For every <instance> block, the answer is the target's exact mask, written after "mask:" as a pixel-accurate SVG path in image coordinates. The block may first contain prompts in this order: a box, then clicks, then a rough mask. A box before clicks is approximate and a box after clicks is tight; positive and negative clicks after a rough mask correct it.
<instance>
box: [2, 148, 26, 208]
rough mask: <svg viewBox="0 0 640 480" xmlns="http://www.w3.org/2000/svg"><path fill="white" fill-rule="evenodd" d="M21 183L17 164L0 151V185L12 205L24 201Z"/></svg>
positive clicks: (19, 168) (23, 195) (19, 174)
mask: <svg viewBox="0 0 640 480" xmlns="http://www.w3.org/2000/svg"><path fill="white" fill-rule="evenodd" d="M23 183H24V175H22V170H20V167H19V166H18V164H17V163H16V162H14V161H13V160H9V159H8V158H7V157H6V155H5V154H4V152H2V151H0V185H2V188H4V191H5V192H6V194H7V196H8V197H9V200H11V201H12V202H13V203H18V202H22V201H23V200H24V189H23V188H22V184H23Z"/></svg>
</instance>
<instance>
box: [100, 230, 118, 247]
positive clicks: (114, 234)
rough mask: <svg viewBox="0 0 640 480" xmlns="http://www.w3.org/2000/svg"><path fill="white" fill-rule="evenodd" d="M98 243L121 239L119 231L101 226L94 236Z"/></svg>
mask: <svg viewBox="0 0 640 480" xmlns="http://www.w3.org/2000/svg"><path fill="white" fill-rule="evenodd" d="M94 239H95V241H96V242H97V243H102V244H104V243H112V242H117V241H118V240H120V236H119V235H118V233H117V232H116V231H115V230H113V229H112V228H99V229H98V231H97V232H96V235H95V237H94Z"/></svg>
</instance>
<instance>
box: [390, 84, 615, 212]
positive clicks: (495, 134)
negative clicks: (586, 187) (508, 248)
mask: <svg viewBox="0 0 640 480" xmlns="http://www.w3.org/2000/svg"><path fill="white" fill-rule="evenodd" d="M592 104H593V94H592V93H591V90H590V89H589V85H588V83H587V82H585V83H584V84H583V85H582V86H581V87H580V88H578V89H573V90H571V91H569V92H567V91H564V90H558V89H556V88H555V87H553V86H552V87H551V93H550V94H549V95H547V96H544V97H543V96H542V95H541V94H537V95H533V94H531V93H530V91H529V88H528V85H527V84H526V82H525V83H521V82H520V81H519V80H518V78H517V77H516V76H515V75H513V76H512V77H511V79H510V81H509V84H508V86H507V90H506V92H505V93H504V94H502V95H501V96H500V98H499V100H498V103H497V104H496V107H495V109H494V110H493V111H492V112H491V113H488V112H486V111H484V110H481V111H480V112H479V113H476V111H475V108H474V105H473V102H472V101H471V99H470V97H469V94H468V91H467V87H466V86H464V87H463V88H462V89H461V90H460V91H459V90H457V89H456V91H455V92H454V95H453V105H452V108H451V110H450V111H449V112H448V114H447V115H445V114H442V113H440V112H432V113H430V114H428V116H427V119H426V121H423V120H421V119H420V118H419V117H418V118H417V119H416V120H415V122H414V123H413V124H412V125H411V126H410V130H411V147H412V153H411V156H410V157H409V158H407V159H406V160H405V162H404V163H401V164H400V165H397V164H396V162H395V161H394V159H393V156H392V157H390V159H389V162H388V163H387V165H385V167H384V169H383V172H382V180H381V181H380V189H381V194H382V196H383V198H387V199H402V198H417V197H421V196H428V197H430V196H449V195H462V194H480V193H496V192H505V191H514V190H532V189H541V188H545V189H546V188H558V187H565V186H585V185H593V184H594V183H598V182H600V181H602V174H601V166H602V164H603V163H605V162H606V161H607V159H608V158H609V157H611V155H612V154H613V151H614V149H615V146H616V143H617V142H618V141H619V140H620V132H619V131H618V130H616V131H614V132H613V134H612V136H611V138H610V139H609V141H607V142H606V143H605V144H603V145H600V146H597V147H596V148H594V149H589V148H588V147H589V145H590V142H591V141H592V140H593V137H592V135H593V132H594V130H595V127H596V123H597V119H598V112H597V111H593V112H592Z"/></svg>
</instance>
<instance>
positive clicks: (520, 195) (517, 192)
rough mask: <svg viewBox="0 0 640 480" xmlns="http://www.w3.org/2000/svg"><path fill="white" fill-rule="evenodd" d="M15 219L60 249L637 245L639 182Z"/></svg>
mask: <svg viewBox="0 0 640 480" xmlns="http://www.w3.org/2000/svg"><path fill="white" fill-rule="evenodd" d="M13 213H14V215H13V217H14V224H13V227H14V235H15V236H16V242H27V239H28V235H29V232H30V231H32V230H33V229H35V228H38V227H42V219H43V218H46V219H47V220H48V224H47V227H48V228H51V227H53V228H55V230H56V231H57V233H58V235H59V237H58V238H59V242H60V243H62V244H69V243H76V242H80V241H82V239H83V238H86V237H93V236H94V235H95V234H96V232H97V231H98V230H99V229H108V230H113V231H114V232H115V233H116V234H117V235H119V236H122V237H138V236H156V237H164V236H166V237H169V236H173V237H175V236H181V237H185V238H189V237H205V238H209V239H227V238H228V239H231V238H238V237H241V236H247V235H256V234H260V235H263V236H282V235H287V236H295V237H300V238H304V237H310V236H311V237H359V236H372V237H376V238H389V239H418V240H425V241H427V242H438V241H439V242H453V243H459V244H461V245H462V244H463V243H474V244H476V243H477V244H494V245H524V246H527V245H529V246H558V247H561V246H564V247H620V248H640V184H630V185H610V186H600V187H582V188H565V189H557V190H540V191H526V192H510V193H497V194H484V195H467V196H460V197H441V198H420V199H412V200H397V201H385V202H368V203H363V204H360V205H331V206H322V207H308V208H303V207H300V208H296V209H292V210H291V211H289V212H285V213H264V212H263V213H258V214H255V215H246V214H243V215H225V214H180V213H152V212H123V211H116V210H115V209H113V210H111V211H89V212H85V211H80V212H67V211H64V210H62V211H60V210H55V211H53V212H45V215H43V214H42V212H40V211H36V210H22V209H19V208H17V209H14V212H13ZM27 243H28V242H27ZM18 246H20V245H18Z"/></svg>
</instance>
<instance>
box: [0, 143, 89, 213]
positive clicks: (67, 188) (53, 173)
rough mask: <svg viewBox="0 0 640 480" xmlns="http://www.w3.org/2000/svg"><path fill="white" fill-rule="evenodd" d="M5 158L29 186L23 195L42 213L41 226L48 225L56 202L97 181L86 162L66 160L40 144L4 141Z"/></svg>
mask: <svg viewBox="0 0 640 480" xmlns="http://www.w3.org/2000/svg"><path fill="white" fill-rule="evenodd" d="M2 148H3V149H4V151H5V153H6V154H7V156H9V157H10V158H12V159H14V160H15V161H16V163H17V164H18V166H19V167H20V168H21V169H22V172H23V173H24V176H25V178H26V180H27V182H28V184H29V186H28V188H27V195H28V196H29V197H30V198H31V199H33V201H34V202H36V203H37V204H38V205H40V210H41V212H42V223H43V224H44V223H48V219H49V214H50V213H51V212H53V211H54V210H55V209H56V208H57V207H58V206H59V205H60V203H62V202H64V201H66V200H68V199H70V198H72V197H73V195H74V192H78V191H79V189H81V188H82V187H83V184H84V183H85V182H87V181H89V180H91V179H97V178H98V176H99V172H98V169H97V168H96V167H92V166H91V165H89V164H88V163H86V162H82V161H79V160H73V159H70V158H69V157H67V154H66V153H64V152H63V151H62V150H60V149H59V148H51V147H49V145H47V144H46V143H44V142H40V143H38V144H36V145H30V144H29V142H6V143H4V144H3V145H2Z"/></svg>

* * *

Arrange every line of the records above as a numbered list, omitting any blank lines.

• _SOLUTION FOR THIS TASK_:
1. For every <instance> block, the answer is the target's exact mask, written after "mask:" as a pixel-accurate SVG path in image coordinates. The block may first contain prompts in this order: a box, then clicks, then a rough mask. A box before clicks is approximate and a box after clicks is tight; positive and negative clicks after a rough mask correct it.
2. <instance>
3. box: [2, 148, 26, 208]
4. rough mask: <svg viewBox="0 0 640 480" xmlns="http://www.w3.org/2000/svg"><path fill="white" fill-rule="evenodd" d="M21 183L17 164L0 151V185L12 205L24 201Z"/></svg>
5. positive clicks: (19, 168) (23, 195) (19, 174)
6. mask: <svg viewBox="0 0 640 480" xmlns="http://www.w3.org/2000/svg"><path fill="white" fill-rule="evenodd" d="M23 183H24V175H22V170H20V167H19V166H18V164H17V163H16V162H14V161H13V160H9V159H8V158H7V157H6V155H5V154H4V152H2V151H0V185H2V188H4V191H5V192H6V194H7V196H8V197H9V200H11V201H12V202H13V203H18V202H22V201H23V200H24V189H23V188H22V184H23Z"/></svg>
7. </instance>
8. <instance>
9. box: [100, 230, 118, 247]
10. positive clicks: (114, 234)
11. rough mask: <svg viewBox="0 0 640 480" xmlns="http://www.w3.org/2000/svg"><path fill="white" fill-rule="evenodd" d="M98 243L121 239L119 231L101 226L94 236Z"/></svg>
12. mask: <svg viewBox="0 0 640 480" xmlns="http://www.w3.org/2000/svg"><path fill="white" fill-rule="evenodd" d="M94 239H95V241H96V242H97V243H102V244H104V243H112V242H117V241H118V240H120V236H119V235H118V233H117V232H116V231H115V230H113V229H112V228H99V229H98V231H97V232H96V235H95V237H94Z"/></svg>
13. </instance>
14. <instance>
15. box: [390, 84, 615, 212]
16. positive clicks: (495, 134)
17. negative clicks: (586, 187) (508, 248)
18. mask: <svg viewBox="0 0 640 480" xmlns="http://www.w3.org/2000/svg"><path fill="white" fill-rule="evenodd" d="M592 104H593V94H592V93H591V90H590V89H589V85H588V83H587V82H585V83H584V84H583V85H582V86H581V87H580V88H578V89H573V90H571V91H569V92H567V91H564V90H558V89H556V88H555V87H553V86H552V87H551V93H550V94H549V95H547V96H544V97H543V96H542V95H541V94H537V95H533V94H531V93H530V91H529V88H528V85H527V84H526V82H525V83H521V82H520V81H519V80H518V78H517V77H516V76H515V75H513V76H512V77H511V79H510V81H509V84H508V86H507V90H506V92H505V93H504V94H502V95H501V96H500V98H499V100H498V103H497V104H496V107H495V109H494V110H493V111H492V112H491V113H488V112H486V111H484V110H481V111H480V112H479V113H476V111H475V108H474V105H473V102H472V101H471V99H470V97H469V94H468V91H467V87H466V86H464V87H463V88H462V89H461V90H460V91H459V90H457V89H456V91H455V92H454V95H453V105H452V108H451V110H450V111H449V112H448V114H447V115H445V114H442V113H440V112H432V113H430V114H428V116H427V119H426V121H423V120H421V119H420V118H419V117H418V118H417V119H416V120H415V122H414V123H413V124H412V125H411V126H410V130H411V147H412V153H411V156H410V157H409V158H407V159H406V160H405V162H404V163H401V164H400V165H397V164H396V162H395V161H394V159H393V156H392V157H390V159H389V162H388V163H387V165H385V167H384V169H383V172H382V180H381V181H380V189H381V194H382V196H383V198H387V199H402V198H417V197H421V196H428V197H430V196H449V195H462V194H480V193H496V192H505V191H514V190H532V189H541V188H545V189H546V188H558V187H565V186H585V185H593V184H594V183H598V182H600V181H602V174H601V166H602V164H603V163H605V162H606V161H607V159H608V158H609V157H611V155H612V154H613V151H614V149H615V146H616V143H617V142H618V141H619V140H620V132H619V131H618V130H616V131H614V132H613V134H612V136H611V138H610V139H609V141H607V142H606V143H605V144H603V145H600V146H597V147H596V148H594V149H589V148H588V147H589V145H590V142H591V141H592V140H593V137H592V135H593V132H594V130H595V127H596V123H597V119H598V112H597V111H593V112H592Z"/></svg>
19. </instance>
20. <instance>
21. positive clicks: (520, 195) (517, 192)
22. rough mask: <svg viewBox="0 0 640 480" xmlns="http://www.w3.org/2000/svg"><path fill="white" fill-rule="evenodd" d="M15 219L60 249L637 245L639 182Z"/></svg>
23. mask: <svg viewBox="0 0 640 480" xmlns="http://www.w3.org/2000/svg"><path fill="white" fill-rule="evenodd" d="M13 213H14V215H13V217H14V224H13V227H14V235H15V236H16V242H27V239H28V235H29V232H30V231H32V230H33V229H35V228H38V227H42V219H43V218H46V219H47V220H48V224H47V227H48V228H51V227H53V228H55V230H56V231H57V233H58V235H59V237H58V238H59V242H60V243H62V244H69V243H76V242H80V241H82V239H83V238H86V237H93V236H94V235H95V234H96V232H97V231H98V230H99V229H108V230H113V231H114V232H115V233H116V234H117V235H119V236H122V237H138V236H156V237H164V236H166V237H169V236H173V237H175V236H181V237H185V238H189V237H205V238H209V239H227V238H228V239H231V238H238V237H241V236H247V235H256V234H260V235H263V236H282V235H287V236H295V237H300V238H304V237H310V236H311V237H359V236H372V237H376V238H389V239H418V240H425V241H427V242H438V241H439V242H453V243H459V244H461V245H462V244H463V243H474V244H476V243H477V244H494V245H524V246H527V245H529V246H558V247H561V246H564V247H620V248H640V184H630V185H610V186H600V187H582V188H565V189H557V190H540V191H526V192H510V193H497V194H484V195H467V196H460V197H441V198H420V199H412V200H397V201H385V202H368V203H363V204H360V205H331V206H322V207H308V208H303V207H300V208H296V209H292V210H291V211H289V212H285V213H264V212H263V213H258V214H255V215H246V214H243V215H225V214H180V213H152V212H123V211H116V210H115V209H113V210H111V211H89V212H85V211H80V212H67V211H64V210H62V211H60V210H55V211H53V212H45V215H43V214H42V212H40V211H36V210H22V209H19V208H17V209H14V212H13ZM27 243H28V242H27ZM18 246H20V245H18Z"/></svg>
24. </instance>
25. <instance>
26. box: [0, 143, 89, 213]
27. positive clicks: (67, 188) (53, 173)
28. rough mask: <svg viewBox="0 0 640 480" xmlns="http://www.w3.org/2000/svg"><path fill="white" fill-rule="evenodd" d="M5 158L29 186L23 195L42 213L41 226L48 225L56 202L97 181L86 162L66 160L40 144L4 141Z"/></svg>
29. mask: <svg viewBox="0 0 640 480" xmlns="http://www.w3.org/2000/svg"><path fill="white" fill-rule="evenodd" d="M2 148H3V149H4V151H5V153H6V154H7V156H9V157H10V158H12V159H14V160H15V161H16V163H17V164H18V166H19V167H20V168H21V169H22V172H23V173H24V176H25V178H26V180H27V182H28V184H29V186H28V188H27V195H28V196H29V197H30V198H31V199H33V201H34V202H36V203H37V204H38V205H40V210H41V212H42V223H43V224H44V223H48V219H49V214H50V213H51V212H53V211H54V210H55V209H56V208H57V207H58V206H59V205H60V203H62V202H64V201H66V200H68V199H70V198H72V197H73V195H74V192H78V191H79V189H81V188H82V187H83V184H84V183H85V182H87V181H89V180H91V179H97V178H98V176H99V172H98V169H97V168H96V167H92V166H91V165H89V164H88V163H86V162H82V161H79V160H73V159H70V158H69V157H67V154H66V153H64V152H63V151H62V150H60V149H59V148H51V147H49V145H47V144H46V143H44V142H40V143H38V144H36V145H30V144H29V142H6V143H4V144H3V145H2Z"/></svg>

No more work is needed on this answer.